### What this exercise asks
- a) Using the reviewers' guide to the four validities, can you answer these?
(i) Who are the guide's authors?
(ii) What does threat C7 describe?
(iii) Under what conditions does the guide say frequentist statistics are valid?
- b) Can you extend the reviewers' guide to the four validities from its last sentence onward?

====== Document extract

/validities

site to host validity information

Primary LanguageCSSMIT LicenseMIT

The Four Validities: A Short Guide for Reviewers in Social & Personality Psychology

Simine Vazire & Sarah Schiavone

Construct Validity

Construct validity refers to whether the study actually measured and/or manipulated the constructs that the authors wished to study. Construct validity includes the conceptual match between the construct(s) and the operationalization(s) made, and the quality of the measure(s)/manipulation(s). If the match is poor, construct validity is poor regardless of the quality of the measures.

Common potential threats to construct validity:

Match

  • C1. Poorly defined constructs (e.g., inconsistent and/or unclear operationalization, conceptually fuzzy).
  • C2. Poor face validity (i.e., it does not appear to measure what it claims to measure).
    • Measures/manipulates something other than—or in addition to—the construct of interest.
    • Measures/manipulates only a narrow part of the construct of interest.
  • C3. Poor method match (e.g., self-reports used to measure behavior, physiological methods used to measure subjective feelings).

Quality

Measures
  • C4. Measures are not validated. Most ad hoc measures are not validated—reporting reliability is not enough.
  • C5. Measures are scored in ways that ignore theoretical or empirical considerations about the factor structure of the construct(s).
  • C6. Measures include biased and/or confusing language.
  • C7. Relying on a single vignette/stimulus.
  • C8. Relying on one-shot behavioral measures (usually a dependent variable like donating your participant payment to charity or administering hot sauce to another participant).
  • C9. Measures are contaminated by method-specific variance (e.g., variance due to using only self-reports)—this is very common and usually not considered a serious threat, but often there is reason to worry about bias introduced by the method.
  • C10. Measures administered in ways that could introduce bias (e.g., lack of privacy).
Manipulations
  • C11. Manipulations are not validated (manipulation checks may provide some evidence of validity but are often impractical or impossible; ideally, independent validation occurs in separate studies).
  • C12. Manipulations are too subtle, unlikely to actually induce the intended state.
  • C13. Manipulations are confounded, likely manipulating something else or something broader than the intended state (e.g., “remember a time when” manipulations are often at high risk for confounds because memories that vary on the manipulated characteristic (e.g., status/power) likely also vary systematically on other characteristics (e.g., age at the time of remembered event)).

Statistical Validity (or Statistical Conclusion Validity)

Statistical validity refers to the validity of statistical inferences, putting aside any concerns about measurement, conceptual rigor, etc. Inferential statistics require certain assumptions to be met. For example, frequentist statistics (e.g., p-values, confidence intervals) aim to control error rates and are only valid when decisions about data collection and analysis are made a priori, and are not data-dependent. Thus, flexibility in how data are collected and analyzed can pose a serious threat to the validity of many statistical inferences. It is not always obvious whether such flexibility was present (except when the authors share a pre-registered plan). However, there are often signs of flexibility. There are many other kinds of statistical errors or problems, too.

============
====== Supplied information

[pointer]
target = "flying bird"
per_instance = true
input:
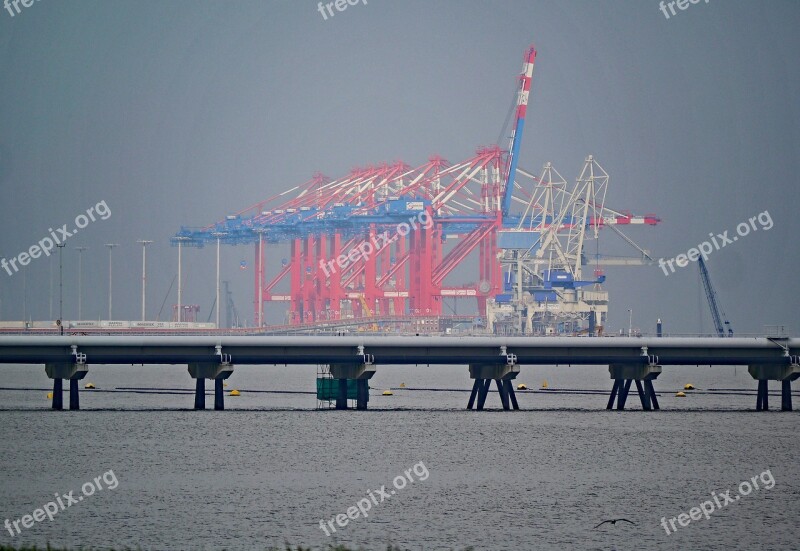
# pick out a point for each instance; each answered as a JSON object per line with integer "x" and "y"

============

### Results for each task
- a)
(i) Simine Vazire and Sarah Schiavone.
(ii) Relying on a single vignette/stimulus.
(iii) Only when decisions about data collection and analysis are made a priori and are not data-dependent.

- b)
To evaluate statistical validity, consider whether the authors conducted a strong and appropriate statistical test of their research question, and interpreted the results of the statistical test correctly.

Common potential threats to statistical validity:

  • S1. p-hacking, which can take many forms. Some potential clues include but are not limited to:
    • Flexible analysis decisions (e.g., removing outliers or otherwise excluding some participants or observations, adding covariates, dropping items from measures, transforming variables), particularly when alternative decisions would also have been reasonable.
    • p-values between .01 and .05—especially across multiple studies. When the effect is real, unbiased statistical tests should produce heavily-skewed distributions of p-values, with most p-values below .01.
    • Conducting many statistical tests (e.g., testing three separate DVs) but failing to correct for family-wise error rates / multiple comparisons.
    • Optional stopping—unclear stopping rules for data collection. Inconsistent or strange sample sizes could be a clue.
  • S2. HARKing (Hypothesizing After the Results are Known):
    • When there is no significant effect overall, changing the focus to a subgroup where the effect is significant (e.g., “it works for women”).
    • Changes in the direction of the effect across studies, or in the specific pattern observed, that are still interpreted as consistent with theory despite a lack of theoretical justification.
  • S3. Low statistical power or precision (small sample size/number of observations).
  • S4. Interpreting a result as evidence of “no difference” or “no effect” based just on a non-significant p-value without actually testing for evidence of absence (e.g., using equivalence testing or Bayesian stats). This often happens for non-central hypothesis tests, like ruling out potential confounds or alternative explanations.
  • S5. Not actually testing the effect of interest (e.g., reporting that two effects are different from each other because one is statistically significant and the other is not, rather than testing the interaction directly).
  • S6. Floor or ceiling effects, or other restriction of range problems.
  • S7. Effect sizes driven—or exaggerated—by outliers.
  • S8. Using wrong or inappropriate statistical techniques (e.g., doing a median split on a continuous variable).
  • S9. Violating important assumptions of statistical tests (e.g., ignoring interdependence or clustering in data, e.g., analyzing groups or couples as individuals).
  • S10. Threats to measurement invariance—if there is a reason to worry that the same measure could have different meaning in different groups or at different times.
  • S11. Complicated effects reported without cross-validation or direct replication that are susceptible to overfitting or spurious effects:
    • Moderated mediation.
    • Causal models with many links/paths.
    • Higher order interactions—even a two-way interaction can be reason for skepticism, but especially three-way or higher.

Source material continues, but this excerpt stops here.